- WHAT IS NEEDED: Could you arrange all of the entries below as a numbered list, leaving out any blank lines?

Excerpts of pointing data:
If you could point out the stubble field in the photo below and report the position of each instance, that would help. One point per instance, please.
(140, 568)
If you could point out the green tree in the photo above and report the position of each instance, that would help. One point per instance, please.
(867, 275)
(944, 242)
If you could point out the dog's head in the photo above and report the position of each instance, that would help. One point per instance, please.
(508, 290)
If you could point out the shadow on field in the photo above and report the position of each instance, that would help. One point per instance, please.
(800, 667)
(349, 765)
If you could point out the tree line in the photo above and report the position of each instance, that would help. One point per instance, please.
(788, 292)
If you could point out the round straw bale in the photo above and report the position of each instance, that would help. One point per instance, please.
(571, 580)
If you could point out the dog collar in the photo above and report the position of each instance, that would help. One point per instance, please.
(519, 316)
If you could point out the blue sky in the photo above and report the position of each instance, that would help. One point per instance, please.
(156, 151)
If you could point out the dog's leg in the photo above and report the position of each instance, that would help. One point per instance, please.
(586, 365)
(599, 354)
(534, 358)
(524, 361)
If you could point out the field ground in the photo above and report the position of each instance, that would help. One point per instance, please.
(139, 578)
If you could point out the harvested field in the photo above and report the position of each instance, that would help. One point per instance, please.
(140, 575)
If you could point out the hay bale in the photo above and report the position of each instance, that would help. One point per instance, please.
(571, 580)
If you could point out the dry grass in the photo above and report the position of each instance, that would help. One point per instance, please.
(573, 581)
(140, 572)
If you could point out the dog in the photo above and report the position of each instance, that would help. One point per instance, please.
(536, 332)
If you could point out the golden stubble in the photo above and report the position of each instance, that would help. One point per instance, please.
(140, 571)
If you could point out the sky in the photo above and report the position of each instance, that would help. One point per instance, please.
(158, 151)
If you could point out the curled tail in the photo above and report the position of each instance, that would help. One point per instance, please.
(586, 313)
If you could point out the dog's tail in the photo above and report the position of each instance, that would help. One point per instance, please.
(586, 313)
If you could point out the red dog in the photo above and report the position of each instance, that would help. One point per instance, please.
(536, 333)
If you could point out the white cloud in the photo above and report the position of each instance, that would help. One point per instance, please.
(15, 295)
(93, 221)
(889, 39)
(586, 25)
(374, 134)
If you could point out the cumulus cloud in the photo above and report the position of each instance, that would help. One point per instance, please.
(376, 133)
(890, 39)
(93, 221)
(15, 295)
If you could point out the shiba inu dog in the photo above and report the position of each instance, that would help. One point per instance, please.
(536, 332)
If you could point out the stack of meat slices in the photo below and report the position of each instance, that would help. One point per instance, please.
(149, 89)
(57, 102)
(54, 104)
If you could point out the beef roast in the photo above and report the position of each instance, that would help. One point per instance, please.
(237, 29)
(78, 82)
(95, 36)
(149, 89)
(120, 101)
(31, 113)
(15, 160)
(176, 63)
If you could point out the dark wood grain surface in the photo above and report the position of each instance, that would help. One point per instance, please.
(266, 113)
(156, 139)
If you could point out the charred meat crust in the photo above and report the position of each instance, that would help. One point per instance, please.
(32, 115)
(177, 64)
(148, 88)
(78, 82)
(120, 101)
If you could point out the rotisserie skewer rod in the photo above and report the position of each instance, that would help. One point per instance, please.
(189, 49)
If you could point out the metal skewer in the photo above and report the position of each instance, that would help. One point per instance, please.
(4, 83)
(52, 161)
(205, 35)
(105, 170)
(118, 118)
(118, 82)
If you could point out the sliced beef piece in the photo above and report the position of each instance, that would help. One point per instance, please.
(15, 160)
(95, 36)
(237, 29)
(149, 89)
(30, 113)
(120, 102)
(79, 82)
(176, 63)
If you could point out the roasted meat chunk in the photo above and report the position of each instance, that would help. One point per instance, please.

- ANSWER TO THE EXERCISE:
1. If you could point out the stubble field in the photo below and report the position of each instance, that would help. One point per instance, please.
2. (140, 568)
3. If you could point out the green tree in the photo above and report the position of each instance, that would help. One point per instance, please.
4. (867, 275)
5. (944, 242)
6. If you could point out the dog's head in the photo above and report the position of each instance, that would help. One point per instance, please.
7. (508, 290)
8. If you could point out the shadow on field in the photo above and report the position of each instance, that would help. One point per instance, please.
9. (800, 667)
10. (349, 765)
11. If you could point out the tree line in the photo above and report the position of each instance, that would help. One point per instance, please.
12. (788, 292)
13. If you could point out the round straw bale in the photo above and report the position of each instance, that would help. One point per instance, please.
14. (571, 580)
15. If you could point out the dog collar in the photo above and report the position of each instance, that would help. One point per instance, please.
16. (519, 316)
17. If you could point out the blue sky in the photo above and report the position of each instance, that would help. One point per instance, please.
18. (156, 151)
19. If you could point out the dog's leg in the photo above and report the position of each instance, that would help. One point per instance, please.
20. (586, 365)
21. (599, 354)
22. (534, 358)
23. (524, 361)
24. If you could point out the field ground in the photo above and report the position of each instance, that would help. One point per instance, please.
25. (139, 578)
26. If you could point out the harvested field in the photo above and report the position of each instance, that would help. One point per instance, please.
27. (140, 575)
28. If you could point out the hay bale in the photo above and report the position of each instance, that would help. One point per instance, please.
29. (571, 580)
30. If you could point out the dry grass in the photo above and report the position of each instance, that would help. One point per instance, please.
31. (573, 581)
32. (140, 572)
33. If you could point out the dog in the photo above and report the position of each instance, that would help. One point per instance, please.
34. (536, 332)
35. If you could point out the golden stubble in the photo above and report the position of each instance, that would help. One point per instance, please.
36. (140, 571)
37. If you could point out the sky in the photo above and report the position of each instance, that would help. One point per instance, please.
38. (158, 151)
39. If you could point out the curled tail in the photo above and report the position of each instance, that would help. One point per instance, please.
40. (586, 313)
41. If you could point out the dog's tail in the photo above and report the position of each instance, that would help. One point per instance, please.
42. (586, 313)
43. If you could point out the red dog in the photo above and report the position of each instance, that would help. One point per instance, please.
44. (536, 333)
45. If you could point out the white cloud in the photo above and report the position of each instance, that would help. One point per instance, please.
46. (15, 295)
47. (93, 221)
48. (889, 39)
49. (586, 25)
50. (374, 134)
51. If you could point out the cumulus cloud in the photo above and report the position of each instance, that would help. One point per instance, please.
52. (376, 133)
53. (890, 39)
54. (93, 221)
55. (15, 295)
56. If you could point out the shiba inu dog in the photo above and report the position of each instance, that would help. One point per instance, please.
57. (536, 332)
58. If you could point out the stack of meat slices in the photo below and report the position of each instance, that would help. One point per instance, please.
59. (149, 89)
60. (57, 102)
61. (54, 104)
62. If you could point out the beef roast in the photo above and report the position of each instance, that would help. One point per instance, please.
63. (237, 29)
64. (78, 82)
65. (95, 36)
66. (149, 89)
67. (120, 101)
68. (31, 113)
69. (15, 160)
70. (176, 63)
71. If you could point out the dark wood grain surface in the photo above and report the position of each instance, that would help. One point per instance, please.
72. (266, 113)
73. (156, 139)
74. If you could point out the charred meat crust in the photo above and report the position of each instance, that would help. One point per instance, please.
75. (32, 115)
76. (177, 64)
77. (148, 88)
78. (78, 82)
79. (120, 101)
80. If you could point out the rotisserie skewer rod in the photo above and report the position of each instance, that would help. One point per instance, please.
81. (189, 49)
82. If you could point out the metal skewer in the photo above and report the position of each instance, that would help. One point per instance, please.
83. (4, 83)
84. (52, 161)
85. (205, 35)
86. (105, 170)
87. (118, 118)
88. (118, 82)
89. If you could point out the sliced beef piece in the photo above and report the position of each instance, that would help. One point per instance, please.
90. (15, 160)
91. (95, 36)
92. (237, 29)
93. (149, 89)
94. (30, 113)
95. (120, 102)
96. (79, 82)
97. (176, 63)
98. If you could point out the roasted meat chunk in the photo above and report the position of each instance, that would help. One point per instance, please.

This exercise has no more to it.